= Text section =

As stated earlier, a simple harmonic oscillator can be made by using a single sinewave oscillator, AM and feedback. Feedback needs to be kept under 1.0 or the algorithm will become unstable. As the feedback gain increases, more and more harmonics will be added. A small offset needs to be added to the feedback to give the sound an initial gain. Not a very rich technique, but worth knowing….

// the samplerate in Hz
float sampleRate = 44100;
// initial phase
float phase = 0.0;
float fbSamp;
long tableSize = 8192;
long tableMask = 8191;
float sineTab[8192];

void InitTables(void)
{
  // create sineTab from sin()
  for(i = 0; i < tableSize; i++)
  {
    sineTab[i] = sin((6.283185307179586 * i)/tableSize);
  }
}

void RingFBOsc(float *input, float *output, float frequency, float feedback, long samples)
{
    long sample;
    float phaseInc;
    float sinSamp, squSamp;

    if(feedback > .95) feedback = .95;
    // calculate for each sample in a block
    for(sample = 0; sample < samples; sample++)
    {
        // get the phase increment for this sample
        phaseInc = frequency/sampleRate;
        // calculate the waveforms
        sinSamp = sineTab[(long)(phase * tableSize)];

        // ring modulate with last output * feedback
        fbSamp = sinSamp * ((fbSamp * feedback) + 0.1)
        *(output+sample) = fbSamp; 

        // increment the phase
        phase = phase + phaseInc;
        if(phase >= 1.0)
            phase = phase - 1.0;
    }
}

Many characteristic effects can be created by configuring the delay in the right way. I will describe how to get some of these effects.

Comb Filtering

For comb filtering, the time needs to be very short, from about 40ms to .1ms. An exponential time control will help in tuning specific pitches. To get the filter to ring, the feedback should be very high, about 90% and above (even above 100%). There should be less compression (or no compression) in the feedback loop. Saturation in the feedback loop can make this effect really stand out.

= Direction 1 =
Answer these from the oscillator and delay text, each on its own line:
(a) What value must the feedback stay under to keep the oscillator algorithm stable?
(b) What range of delay times does comb filtering need?
(c) How high should the feedback be to make the comb filter ring?
= Direction 2 =
Turn the paragraph in the oscillator and delay text that opens with "For comb filtering, the time needs" into a short list, keeping its main facts.
= Direction 3 =
Carry on the oscillator and delay text from the point where it stops.
The listing after this text isn't needed for anything here.

= Data =
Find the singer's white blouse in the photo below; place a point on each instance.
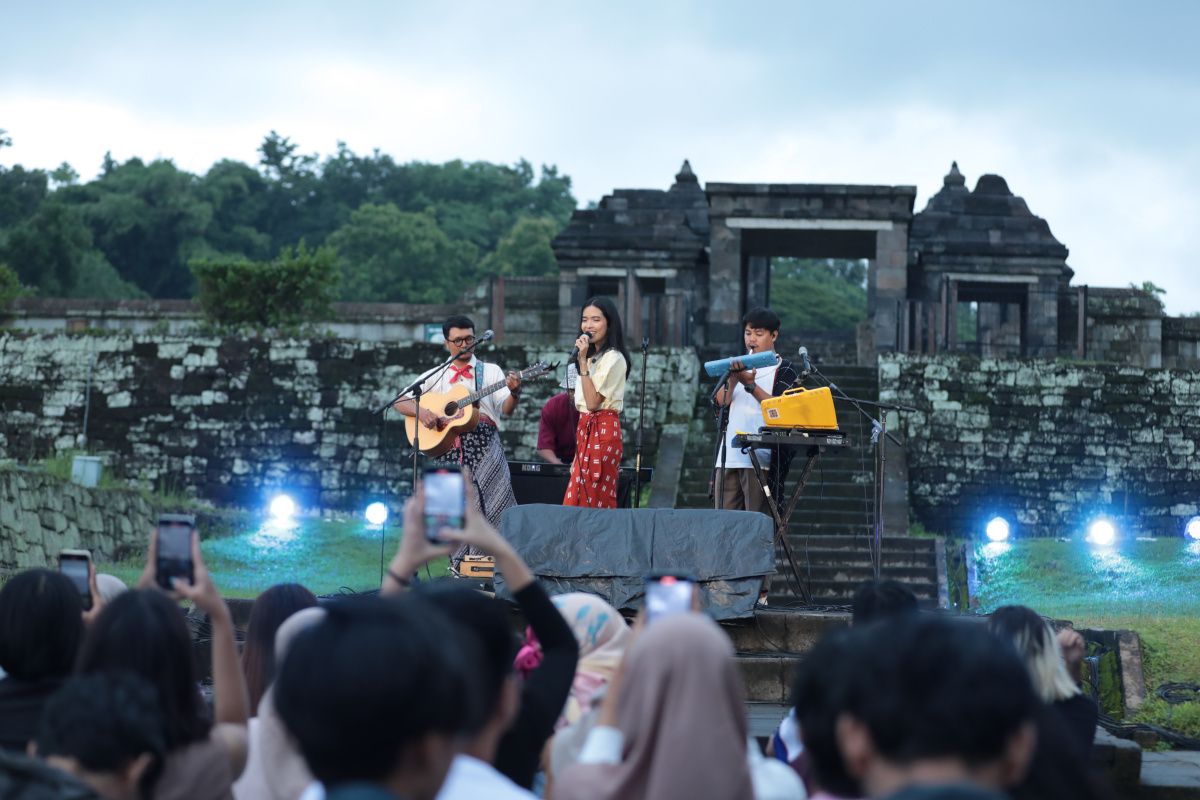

= Answer 1 =
(a) 1.0
(b) About 40ms to .1ms
(c) About 90% and above, even above 100%

= Answer 2 =
- Delay time: very short, from about 40ms to .1ms.
- An exponential time control helps tune specific pitches.
- Feedback: very high (about 90% and above, even above 100%) to make the filter ring.
- Little or no compression in the feedback loop.
- Saturation in the feedback loop makes the effect really stand out.

= Answer 3 =
Flanging

Flanging can be achieved by starting with the comb filter settings above. Modulate the time slowly (1/10th to 2Hz) with a triangle wave from the delay’s minimum time to 10 – 40ms. A low pass filter in the feedback loop can change the timbre of the flange effect.

Multitap Echo

A “tap” is a secondary output of the same delay with a different time. Implementation is fairly simple – add multiple reads of the delay buffer, each with a different delay time. These multiple outputs can create a rhythmic pattern, and each delay output could have a separate gain control. Mix all of the outputs, and be careful not to distort as the taps are summed.

Chorusing

This can be done with one or many taps. The delay times are modulated without much depth around 30ms (so from 29 to 31ms is typical). Modulation is typically done with a sine wave at a low frequency (like the flanger). If multiple taps are used, each one should be modulated by a different phase sine wave, and if possible, output to different spatial locations. Feedback is typically low when chorusing, unless a “seasick” pitch warble is desired.

Loop/Freeze

Delay looping is not the same as a full feature looper, but can be used for some loop applications. Simply set the feedback to 100% (1.0) and the input gain to 0.0, and the sound will be held and repeated.

Adding feedback to a delay is fairly straightforward: output = input + delayouput * feedback , where feedback ranges from 0.0 to 1.0 (and often over 1.0). Adding a feedback path is what creates multiple echoes, with a naturally exponential decay. A typical implementation is to send the delay output to an input/output mix, and apply feedback gain before the delay output is mixed with the input. In this configuration, mix determines the balance of the delay and the input, and feedback controls the decay of each echo.

Note that delay output * feedback + input, has a gain of 1.0 + feedback. This will drive the delay into clipping when there are input signals over 0.5. There are a number of options to control the gain (keep it at 1.0): gain reduction based on feedback, compression, saturation, or a combination of the these. Simple gain reduction would place a gain element before the delay input so that the overall gain is reduced as the feedback increases.

delayinput = (input + delayoutput * feedback) * (1.0/(1.0 + feedback))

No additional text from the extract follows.